WHAT IS REQUIRED – Each record is to be duplicated exactly, with nothing added.

DATA FOR PROCESSING –
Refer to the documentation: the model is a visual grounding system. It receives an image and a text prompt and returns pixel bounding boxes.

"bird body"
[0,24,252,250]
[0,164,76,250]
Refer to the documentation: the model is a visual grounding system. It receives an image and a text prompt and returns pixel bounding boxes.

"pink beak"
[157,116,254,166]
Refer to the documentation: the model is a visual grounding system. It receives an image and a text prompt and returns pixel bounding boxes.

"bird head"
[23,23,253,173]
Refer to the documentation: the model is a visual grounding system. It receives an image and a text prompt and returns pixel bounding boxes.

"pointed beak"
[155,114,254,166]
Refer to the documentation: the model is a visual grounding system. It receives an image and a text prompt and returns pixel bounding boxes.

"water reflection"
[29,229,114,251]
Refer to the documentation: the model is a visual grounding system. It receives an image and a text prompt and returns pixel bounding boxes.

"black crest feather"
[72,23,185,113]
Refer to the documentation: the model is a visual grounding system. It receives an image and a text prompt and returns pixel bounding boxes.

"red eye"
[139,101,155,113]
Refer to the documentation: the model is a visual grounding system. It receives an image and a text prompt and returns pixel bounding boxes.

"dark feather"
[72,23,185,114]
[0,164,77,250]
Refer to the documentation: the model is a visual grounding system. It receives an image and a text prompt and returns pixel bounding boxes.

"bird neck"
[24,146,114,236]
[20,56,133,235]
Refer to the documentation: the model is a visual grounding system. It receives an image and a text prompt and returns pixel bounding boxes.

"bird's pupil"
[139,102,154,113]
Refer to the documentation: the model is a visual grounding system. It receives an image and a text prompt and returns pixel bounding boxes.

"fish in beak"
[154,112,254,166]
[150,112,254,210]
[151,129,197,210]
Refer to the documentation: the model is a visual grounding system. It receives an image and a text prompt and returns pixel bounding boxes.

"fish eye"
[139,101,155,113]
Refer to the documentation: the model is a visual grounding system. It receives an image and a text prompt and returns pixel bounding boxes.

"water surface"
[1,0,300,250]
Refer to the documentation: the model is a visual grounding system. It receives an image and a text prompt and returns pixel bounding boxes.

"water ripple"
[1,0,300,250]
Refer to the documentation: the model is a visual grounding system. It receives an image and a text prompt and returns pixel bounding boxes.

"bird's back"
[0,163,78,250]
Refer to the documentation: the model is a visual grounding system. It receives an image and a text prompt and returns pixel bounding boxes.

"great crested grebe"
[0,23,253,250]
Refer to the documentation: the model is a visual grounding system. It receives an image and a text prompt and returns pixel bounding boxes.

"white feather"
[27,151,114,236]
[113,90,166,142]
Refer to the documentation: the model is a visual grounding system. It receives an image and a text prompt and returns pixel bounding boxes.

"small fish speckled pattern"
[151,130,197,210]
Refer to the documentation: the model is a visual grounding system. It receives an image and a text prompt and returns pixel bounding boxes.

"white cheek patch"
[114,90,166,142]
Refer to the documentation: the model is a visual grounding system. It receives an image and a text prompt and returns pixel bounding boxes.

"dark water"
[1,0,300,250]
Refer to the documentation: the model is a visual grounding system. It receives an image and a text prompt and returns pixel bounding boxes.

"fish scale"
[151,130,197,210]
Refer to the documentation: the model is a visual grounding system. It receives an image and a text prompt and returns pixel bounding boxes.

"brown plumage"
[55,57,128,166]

ANSWER TO THIS EXERCISE –
Refer to the documentation: the model is a visual grounding system. It receives an image and a text prompt and returns pixel bounding boxes.

"bird body"
[0,24,252,250]
[0,164,76,250]
Refer to the documentation: the model is a visual grounding system. It receives an image and a text prompt and returns pixel bounding boxes.

"pink beak"
[157,116,254,166]
Refer to the documentation: the model is a visual grounding system. It receives an image and a text prompt and returns pixel bounding boxes.

"bird head"
[23,23,253,173]
Refer to the documentation: the model is a visual grounding system. It receives an image and a text prompt and returns pixel bounding boxes.

"pointed beak"
[155,114,254,166]
Refer to the documentation: the model is a visual grounding system. It receives an image and a text prompt and returns pixel bounding boxes.

"water reflection"
[29,229,114,251]
Refer to the documentation: the model is a visual grounding system. It receives an image and a text prompt and returns pixel bounding boxes.

"black crest feather"
[72,23,185,113]
Refer to the documentation: the model is a visual grounding system. It receives an image and a text prompt and returns pixel bounding boxes.

"red eye"
[139,101,155,113]
Refer to the documentation: the model is a visual grounding system. It receives an image and a text prompt and returns pixel bounding boxes.

"dark feather"
[72,23,185,114]
[0,164,77,250]
Refer to the documentation: the model is a visual grounding system. It receives an image and a text prompt and returns pixel bounding boxes.

"bird neck"
[24,146,114,236]
[20,56,133,235]
Refer to the documentation: the model is a visual grounding system. It receives an image and a text prompt and returns pixel bounding boxes.

"bird's pupil"
[139,102,154,113]
Refer to the documentation: the model is a visual grounding system. It receives an image and a text prompt and returns pixel bounding boxes.

"fish in beak"
[154,112,254,166]
[150,112,254,210]
[151,129,197,210]
Refer to the documentation: the model is a visual grounding system. It receives an image and a text prompt and returns pixel bounding boxes.

"fish eye"
[139,101,155,113]
Refer to the documentation: the model is a visual grounding system. It receives an image and a text prompt and returns pixel bounding boxes.

"water surface"
[1,0,300,250]
Refer to the documentation: the model is a visual grounding system. It receives an image and a text prompt and returns pixel bounding boxes.

"water ripple"
[1,0,300,250]
Refer to the documentation: the model is a visual grounding system. It receives an image and a text prompt and returns pixel bounding boxes.

"bird's back"
[0,163,78,250]
Refer to the documentation: the model is a visual grounding system. It receives an image and a text prompt and returns pixel bounding boxes.

"great crested grebe"
[0,23,253,250]
Refer to the documentation: the model is a visual grounding system. It receives an image and a text prompt and returns pixel bounding boxes.

"white feather"
[27,151,114,236]
[113,90,166,142]
Refer to the documentation: the model is a visual grounding system. It receives an image and a text prompt and returns pixel bounding boxes.

"small fish speckled pattern"
[151,130,197,210]
Refer to the documentation: the model is a visual grounding system. It receives an image and a text prompt and returns pixel bounding boxes.

"white cheek patch"
[114,90,166,142]
Refer to the documentation: the model is a visual grounding system. It receives an image and a text prompt and returns pixel bounding boxes.

"dark water"
[1,0,300,250]
Refer to the documentation: the model is a visual grounding system. It receives an image and a text prompt and returns pixel bounding boxes.

"fish scale"
[151,130,197,210]
Refer to the documentation: the model is a visual grounding system. It receives an image and a text prompt and returns pixel bounding boxes.

"brown plumage"
[55,57,128,166]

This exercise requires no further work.